→ **WHAT IS REQUIRED**
Copy every item below, swapping "Annotation task" for "Labeling task" each time it occurs and keeping everything else the same. Omit the pictures from your copy.

☆ ☆ ☆ ☆

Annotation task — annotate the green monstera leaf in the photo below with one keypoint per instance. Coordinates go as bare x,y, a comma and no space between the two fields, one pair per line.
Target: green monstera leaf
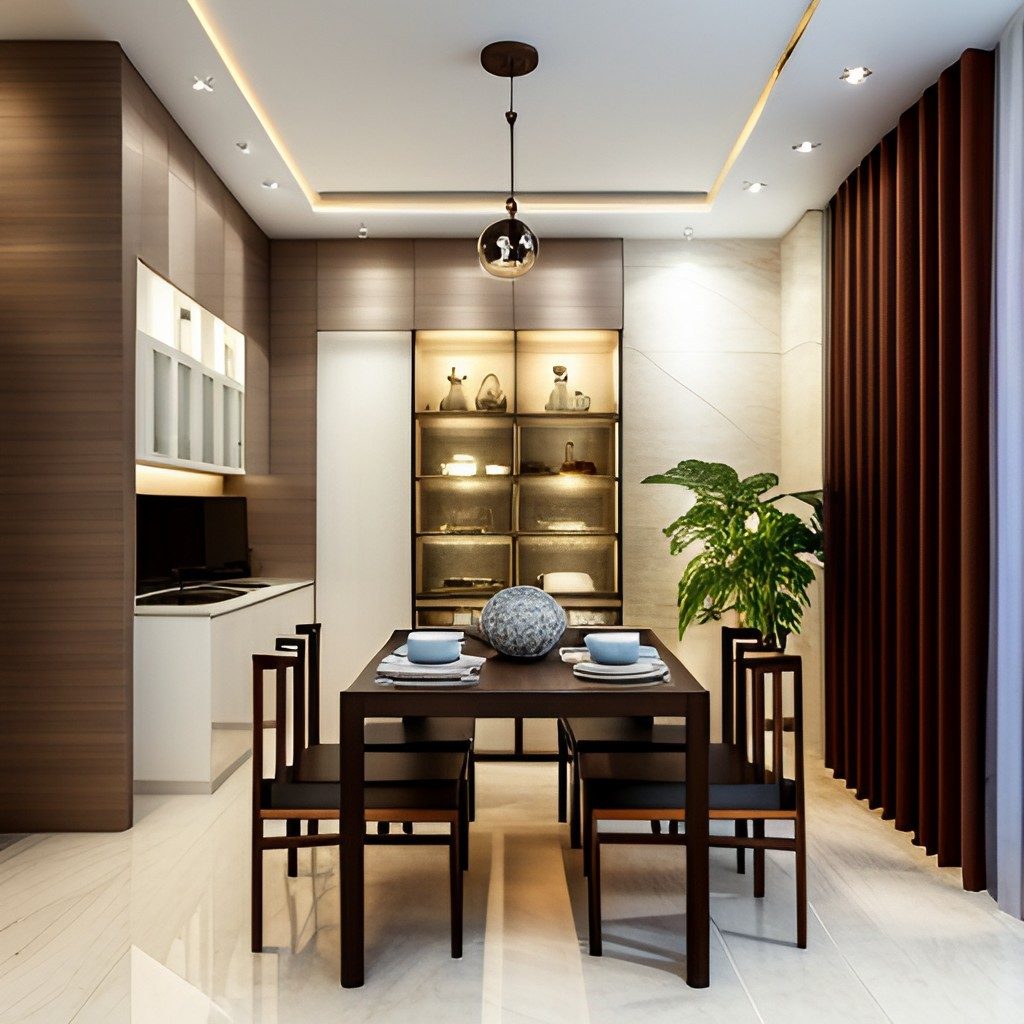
751,557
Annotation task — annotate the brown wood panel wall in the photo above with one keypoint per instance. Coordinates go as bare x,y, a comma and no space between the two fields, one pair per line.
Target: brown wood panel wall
65,608
454,292
365,285
93,173
283,505
577,283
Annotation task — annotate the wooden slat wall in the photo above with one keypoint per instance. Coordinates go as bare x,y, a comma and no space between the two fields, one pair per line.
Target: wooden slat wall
66,449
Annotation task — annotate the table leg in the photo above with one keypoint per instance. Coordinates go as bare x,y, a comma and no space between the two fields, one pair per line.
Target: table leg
697,882
352,834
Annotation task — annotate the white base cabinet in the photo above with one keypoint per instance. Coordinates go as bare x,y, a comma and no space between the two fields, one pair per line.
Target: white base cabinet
193,698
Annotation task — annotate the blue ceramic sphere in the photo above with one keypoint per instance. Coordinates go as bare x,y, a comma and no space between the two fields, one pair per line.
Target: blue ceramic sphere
522,622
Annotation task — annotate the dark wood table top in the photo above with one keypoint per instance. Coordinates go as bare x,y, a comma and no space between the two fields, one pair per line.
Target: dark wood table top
507,676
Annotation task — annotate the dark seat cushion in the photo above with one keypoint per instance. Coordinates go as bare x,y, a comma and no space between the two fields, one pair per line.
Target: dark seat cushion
403,780
421,734
622,734
657,780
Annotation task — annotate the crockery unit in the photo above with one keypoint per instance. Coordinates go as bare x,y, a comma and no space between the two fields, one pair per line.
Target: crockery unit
516,471
189,381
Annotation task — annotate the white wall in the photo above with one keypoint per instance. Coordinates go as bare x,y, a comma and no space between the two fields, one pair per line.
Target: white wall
364,500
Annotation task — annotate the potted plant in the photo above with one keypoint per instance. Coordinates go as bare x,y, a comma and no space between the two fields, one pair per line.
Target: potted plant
755,559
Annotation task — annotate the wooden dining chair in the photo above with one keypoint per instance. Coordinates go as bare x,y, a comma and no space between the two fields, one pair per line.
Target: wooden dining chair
304,784
624,735
410,734
750,779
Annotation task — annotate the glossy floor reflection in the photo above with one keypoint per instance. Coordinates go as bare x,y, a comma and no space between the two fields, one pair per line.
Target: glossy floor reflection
153,926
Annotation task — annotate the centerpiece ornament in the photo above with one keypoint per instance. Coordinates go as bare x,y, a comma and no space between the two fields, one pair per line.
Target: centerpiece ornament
508,248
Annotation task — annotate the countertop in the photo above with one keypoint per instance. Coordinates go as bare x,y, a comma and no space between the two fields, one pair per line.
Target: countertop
273,589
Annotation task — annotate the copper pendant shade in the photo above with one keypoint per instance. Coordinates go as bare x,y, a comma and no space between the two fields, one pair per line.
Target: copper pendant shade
508,248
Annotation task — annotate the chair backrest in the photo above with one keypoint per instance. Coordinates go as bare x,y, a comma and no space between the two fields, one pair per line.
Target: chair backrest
766,675
281,664
311,631
735,640
297,645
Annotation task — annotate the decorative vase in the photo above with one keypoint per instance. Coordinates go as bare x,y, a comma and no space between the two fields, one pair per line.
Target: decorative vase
491,398
560,400
455,400
522,622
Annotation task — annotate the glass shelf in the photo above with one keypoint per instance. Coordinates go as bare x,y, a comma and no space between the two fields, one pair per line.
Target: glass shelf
464,505
443,561
594,557
568,504
474,354
485,438
544,443
591,358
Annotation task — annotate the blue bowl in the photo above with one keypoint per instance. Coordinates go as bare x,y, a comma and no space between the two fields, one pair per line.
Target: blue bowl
613,648
429,647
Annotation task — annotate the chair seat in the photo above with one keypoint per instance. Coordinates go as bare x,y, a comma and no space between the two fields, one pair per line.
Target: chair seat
621,734
404,780
421,734
657,780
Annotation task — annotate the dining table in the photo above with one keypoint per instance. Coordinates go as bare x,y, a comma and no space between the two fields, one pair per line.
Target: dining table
541,688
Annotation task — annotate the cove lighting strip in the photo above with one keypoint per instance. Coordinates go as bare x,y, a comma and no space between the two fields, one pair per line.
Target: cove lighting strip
481,203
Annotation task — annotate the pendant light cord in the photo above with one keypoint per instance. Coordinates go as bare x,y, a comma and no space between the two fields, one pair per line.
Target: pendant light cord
510,117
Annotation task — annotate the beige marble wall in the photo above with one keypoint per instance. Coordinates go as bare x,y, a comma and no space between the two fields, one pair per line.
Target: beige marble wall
722,361
801,423
700,379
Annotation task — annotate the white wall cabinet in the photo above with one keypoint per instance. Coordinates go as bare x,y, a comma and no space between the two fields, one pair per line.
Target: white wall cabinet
189,382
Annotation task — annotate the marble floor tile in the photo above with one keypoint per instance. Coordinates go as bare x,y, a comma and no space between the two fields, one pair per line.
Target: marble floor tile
153,926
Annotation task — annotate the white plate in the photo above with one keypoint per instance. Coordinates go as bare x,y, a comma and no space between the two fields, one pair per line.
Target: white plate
636,669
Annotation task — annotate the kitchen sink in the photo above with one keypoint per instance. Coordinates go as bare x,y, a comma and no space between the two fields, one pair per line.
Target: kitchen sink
190,595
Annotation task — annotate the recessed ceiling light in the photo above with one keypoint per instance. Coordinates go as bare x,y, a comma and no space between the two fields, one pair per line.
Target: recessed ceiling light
855,76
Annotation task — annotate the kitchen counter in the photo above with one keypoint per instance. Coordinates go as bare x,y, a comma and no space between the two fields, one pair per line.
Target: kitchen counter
273,588
193,706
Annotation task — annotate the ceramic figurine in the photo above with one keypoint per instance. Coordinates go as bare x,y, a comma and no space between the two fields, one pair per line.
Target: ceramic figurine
455,400
491,398
560,400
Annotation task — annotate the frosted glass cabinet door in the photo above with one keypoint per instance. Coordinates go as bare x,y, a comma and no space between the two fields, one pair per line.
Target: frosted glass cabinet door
208,439
232,427
162,408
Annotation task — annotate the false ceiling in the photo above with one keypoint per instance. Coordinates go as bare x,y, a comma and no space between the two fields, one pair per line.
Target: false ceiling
380,113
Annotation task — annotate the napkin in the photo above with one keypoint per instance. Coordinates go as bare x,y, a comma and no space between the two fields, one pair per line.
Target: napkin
397,667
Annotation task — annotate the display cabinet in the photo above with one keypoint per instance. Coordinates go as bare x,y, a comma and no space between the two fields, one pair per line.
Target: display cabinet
516,471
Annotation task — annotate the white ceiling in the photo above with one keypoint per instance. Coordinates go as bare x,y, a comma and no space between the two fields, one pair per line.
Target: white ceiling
647,96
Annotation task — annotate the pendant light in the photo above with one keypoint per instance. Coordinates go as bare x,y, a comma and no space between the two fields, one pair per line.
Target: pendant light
508,248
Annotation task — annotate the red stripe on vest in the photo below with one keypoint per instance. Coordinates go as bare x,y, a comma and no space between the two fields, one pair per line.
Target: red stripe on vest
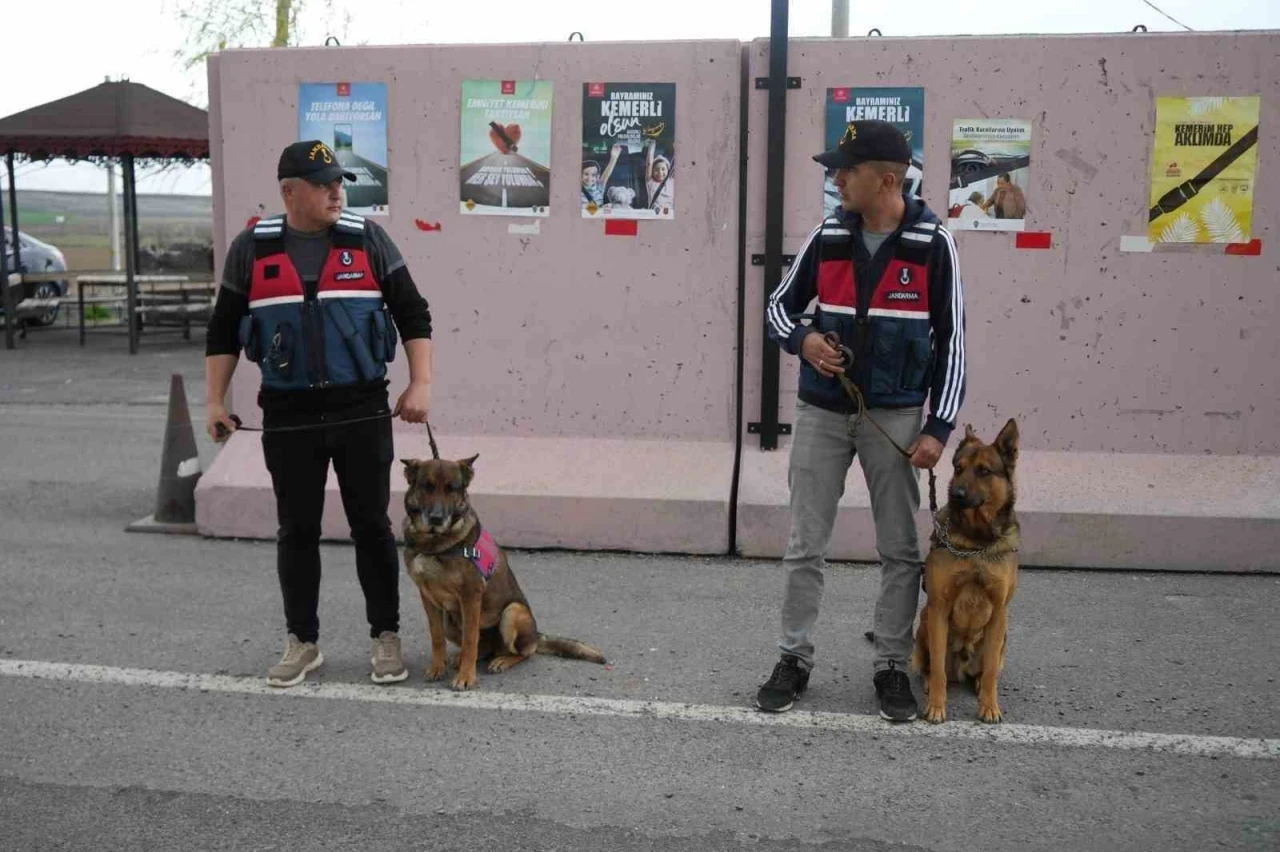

☆ ☆ ☆ ☆

→ **THE SOLUTION**
Labeling task — annotate the green monstera leaf in the photo below with one keypoint per instance. Coordinates go as bare x,y, a comma and no space between the two fields, one pair per line.
Target: green monstera leaf
751,557
Labeling task — annotate the brown wood panel wall in the photo above with one keypoint per instance. Coordinates go as bare x,y, a comma and no space between the two fields, one pair per line.
Target: brown wood panel wall
65,608
454,292
365,285
93,173
283,505
577,283
Labeling task — annotate the wooden slat wall in the photo above with one keypoint per instance. Coordinates go as bare x,y, a comma and no space between the two fields, one pair per line.
Target: wooden slat wall
66,449
Labeling task — annotate the table leg in the photo above with one keypoint per instance. Coordinates go as bare x,y, a comma and no space between the two fields, one pair per line.
Target: table leg
697,882
352,834
Labeling task — annotate the white base cabinet in the photo above with one keypoint per instance. Coordinates go as bare x,y, a comma and no space between the two fields, one pair per line.
Target: white base cabinet
193,698
Labeling task — annotate the blue ceramic sphere in the photo above with one keypoint per instance. Coordinates go as bare x,y, a comma and no space between the two fields, one pair per line.
Target: blue ceramic sphere
522,622
Labeling task — annotate the dark wood table top in the photo above with one keypoint per instance. Coordinates go as bare x,y, a comma and no space between the two fields, one pair per line.
Target: dark wood table top
507,676
Labeling task — annotate the dark seat cushion in the photo above with one keypoint per instance. Coordinates go as bare x,y, a comma and no space between the two fields, one pair per line.
Target: dark seat cushion
403,780
421,734
622,734
657,780
Labeling task — annotate the crockery unit in the photo above with one keypoint per instance. Coordinates go as bare x,y, a comma and no space between the two fields, one pair per line.
Target: crockery unit
516,471
189,381
Labeling task — annotate the white wall in the photo above with one keypoint per instance. Coordinates go as bare x,y, a comma and no space between the two fields, one pair per line.
Target: white wall
364,500
Labeling task — annotate the potted plant in the photo above with one keypoint per instance. Coordinates go as bare x,y, a comma and no space between the two fields, one pair per line.
Target: potted plant
755,559
Labeling task — annotate the wooden dining chair in the photo above with one keypoint per instance. Coordinates go as bare x,y, a comma and no space between the two fields, one pair per line.
Target: wooden dining chair
304,784
624,735
410,734
750,779
Labeling task — annotate the glossy floor reflection in the photo above with one keypoint per instance. Coordinates go as bare x,y, a comma and no space between the two fields, one pair per line.
Target: glossy floor reflection
153,926
Labeling task — annotate the centerpiece ornament in the photo above with one keypoint per instance. Coordinates go as bare x,y, a comma and no space between the two fields, one pair per line.
Target: centerpiece ornament
508,248
Labeling task — annotate the countertop in the photo above with one keypoint per instance. Coordinates go as bare x,y, a comma and no space between the two fields, one pair per line.
Target: countertop
273,589
Labeling task — annotate the copper pendant shade in the photo above with one keypoint per instance. Coordinates go as bare x,y, a comma and no space between the two fields, one pair per line.
Target: copper pendant shade
508,248
Labeling task — annotate the chair backrest in the photo above with one keypoint per instance. Coordinates go as bare x,y, a comma and no space between the two fields, one pair per line.
Target: chair backrest
766,675
281,664
311,631
735,640
297,645
Labeling task — annotate the decorative vase in the photo above with one keypoint per instance. Coordinates go as bare x,y, a comma and no space between the two fields, one pair per line.
Target: decorative vase
491,398
560,400
455,400
522,622
Labeling task — annotate the glass shelf in the photo above with one keypoint per instance. Coordinates go as bare x,y, a comma and no space between the two fields, one pair per line.
Target: glass shelf
464,505
443,561
594,557
568,504
474,354
485,438
544,443
591,358
Labeling task — annotate the blue bowl in the photo above with one keypoint per instance. Coordinates go as bare x,y, a comma and no space between the two fields, one pair per line.
Target: blue bowl
613,648
429,647
Labeling task — annotate the chair seat in the photo above with one keypoint per instance. Coordinates go as bare x,y, a comma and no space between the two fields, one pair per line.
Target: chair seat
621,734
404,780
421,734
657,780
Labeling task — annotate the dining table in the photo above with one keypoint per instance. Coordinates go as bare x,y, a comma and no space between the two fields, one pair per line.
Target: dining table
541,688
Labeling task — annotate the cove lighting strip in the photo above with one keypoint per instance. Coordinates go as bare x,y, a comma and no space between the two fields, one pair per line.
Target: cove lighting strip
481,203
Labeling task — annotate the pendant light cord in the photo above with one keypoint per instance. Coordinates go as bare x,y, a comma and no space between the two fields, one pair per line.
Target: pendant light cord
510,117
Labeling task — annotate the beige marble wall in the photo above with one keypoint per instance. Coordinates go as bare x,y, a comma and no space between the two fields, one pair per line.
Target: beige marble wall
722,361
801,423
700,379
Labeling task — annotate the white wall cabinet in the photo above with one keypoint per instance. Coordinates go as bare x,y, a comma and no space between the two fields, one pair per line.
Target: white wall cabinet
189,382
Labeling task — annotate the marble floor tile in the photo above with one keypoint per instance. Coordinates go as bare x,y, a comma and no space between the two fields, one pair per line.
Target: marble floor tile
153,926
Labeling task — annotate the white plate in the photo above with one keypoint per instance. Coordinates go as bare x,y, a comma and no space between the two fields, one pair per line.
Target: white plate
636,669
Labeling task — annotate the kitchen sink in the photo above with one keypoint per instance. Coordinates go as bare x,y, a comma and no space between the two fields, one pair per line.
Target: kitchen sink
190,595
Labeling task — annotate the recessed ceiling light in the photo above with one keypoint per instance. Coordinates go as bare x,y, a comma and no space between the two fields, one pair per line.
Target: recessed ceiling light
855,76
Labeling task — annotate the kitchen counter in the photo above with one keypoint per instance. Coordinates go as bare x,y, a comma and no space between the two fields, one pair per line.
Target: kitchen counter
273,588
193,706
Labeling task — annotate the ceramic figurine in the photo above with one keypoint per instance. Coordinates go as bare x,y, a comma and no space between the two fields, one pair per line.
Target: ceramic figurine
455,400
491,398
560,400
Labeling task — annotate the frosted glass cabinet door in the photo above with one keypoint per instance. Coordinates go as bare x,y, a comma and no space between the two fields, one pair per line.
Target: frosted glass cabinet door
208,439
232,427
162,408
Labeling task — annotate the false ceiling in the photo above with one keypoint per instance. Coordinates go as bare x,y, a comma and no space between the two fields, one pair per line.
Target: false ceiling
380,113
Labeling task — annotate the napkin in the photo above with one keypoint per instance. Coordinates go as bare x,y, a comma and no space between the two fields, one pair per line.
Target: napkin
397,667
Labeling task — annotate the display cabinet in the photo above with one keypoint per instance. Coordinates go as bare x,y, a comma and no space between the two fields, one pair per line.
Target: display cabinet
516,471
Labeling task — annotate the white ceiling in the photo above with one keypoint per instance. Coordinates go as bare x,y, a comma and no space between the two fields, one pair per line.
Target: white ceiling
647,96
Labeling task — annotate the pendant light in the photo above with one keypoint per instance. Coordinates go as bare x,y, a comma and no space between the two fields, one pair per line.
Target: pendant light
508,248
Labeling task — annotate the red stripe on vest in the photo below with one keypoint per instance. Coordinates go as bare x,y, a comma and no space between the two fields, one pair per line.
Target: red stripe on vest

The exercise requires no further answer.